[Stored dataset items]

※

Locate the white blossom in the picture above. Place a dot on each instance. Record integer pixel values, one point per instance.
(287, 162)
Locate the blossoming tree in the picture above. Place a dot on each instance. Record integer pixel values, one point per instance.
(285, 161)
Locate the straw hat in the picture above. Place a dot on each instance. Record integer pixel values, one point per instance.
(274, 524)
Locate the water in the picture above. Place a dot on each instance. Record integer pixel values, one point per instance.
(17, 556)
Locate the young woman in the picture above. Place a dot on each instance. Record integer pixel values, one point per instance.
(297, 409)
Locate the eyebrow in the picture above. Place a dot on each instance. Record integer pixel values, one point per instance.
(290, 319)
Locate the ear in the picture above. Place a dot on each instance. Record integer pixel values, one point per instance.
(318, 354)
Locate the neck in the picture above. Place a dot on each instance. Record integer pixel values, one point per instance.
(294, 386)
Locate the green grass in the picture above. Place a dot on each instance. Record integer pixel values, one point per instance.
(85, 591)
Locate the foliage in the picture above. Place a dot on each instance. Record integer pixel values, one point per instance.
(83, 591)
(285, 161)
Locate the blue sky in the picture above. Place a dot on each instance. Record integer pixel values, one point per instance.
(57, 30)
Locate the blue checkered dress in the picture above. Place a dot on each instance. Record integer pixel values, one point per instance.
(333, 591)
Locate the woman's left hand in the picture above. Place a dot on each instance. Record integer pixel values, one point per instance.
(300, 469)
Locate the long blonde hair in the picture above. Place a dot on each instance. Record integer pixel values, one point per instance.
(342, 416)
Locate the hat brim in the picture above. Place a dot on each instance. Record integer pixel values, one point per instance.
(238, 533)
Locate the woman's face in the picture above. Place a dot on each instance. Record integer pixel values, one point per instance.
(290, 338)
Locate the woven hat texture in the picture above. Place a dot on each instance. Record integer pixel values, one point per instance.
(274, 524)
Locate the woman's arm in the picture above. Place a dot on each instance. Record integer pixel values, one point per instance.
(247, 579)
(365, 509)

※

The request.
Please rewrite all the items above, substituting "Put a marker" for "Place a dot" everywhere it appears and keeping everything else unchanged.

Full output.
Locate the white blossom in the picture above. Put a marker on each instance. Record integer pixel values, one point per instance.
(287, 162)
Locate the blossoming tree in the picture above. Put a marker on each instance. Record integer pixel values, one point per instance.
(285, 161)
Locate the straw hat in the picture above. Put a marker on each instance. Record integer pixel values, one point per instance.
(274, 524)
Locate the water in the picture above. Put a marker on each instance. Record integer pixel values, one point per instance.
(17, 556)
Locate the young woman in the picture above. Put a marker on each instance. Record integer pixel values, one point per instance.
(297, 409)
Locate the eyebrow in the picture above. Put a marker on each instance. Record integer pixel values, one point per instance.
(290, 319)
Locate the ear in the picture above. Put a marker on each instance. Record integer pixel values, one point per instance.
(318, 354)
Locate the neck in the picture above. Put a marker on each instance. Record integer pixel values, one point per instance.
(294, 386)
Locate the green grass in the picture above. Put a marker on each instance. Record integer pixel values, one point per instance.
(85, 591)
Locate the foliage in the picture above. Put a marker on each instance. Record integer pixel values, one point per instance.
(83, 591)
(285, 161)
Locate the blue sky in the picture above. Put a marker on each instance. Record integer pixel values, one point per instance.
(57, 30)
Locate the blue checkered dress in the picture above. Put a marker on each instance. Record integer pixel values, one point per instance.
(333, 591)
Locate the woman's left hand in the picture above. Put a marker on each instance. Record integer pixel values, one point per instance.
(300, 469)
Locate the long blonde hair in the picture above. Put a marker on each instance. Record integer pixel values, one point per instance.
(342, 416)
Locate the hat brim in the picture above. Put a marker on each instance. Record integer pixel values, one point per instance.
(238, 533)
Locate the woman's face in the picture above. Put a marker on each instance. Record integer pixel values, one point per instance.
(290, 338)
Locate the woven hat texture in the picture above. Put a marker on each instance. Record integer pixel values, one point per instance.
(274, 524)
Locate the woman's arm in the picture above. Put a marker on each instance. Record integer pixel values, one point per instance.
(247, 579)
(365, 509)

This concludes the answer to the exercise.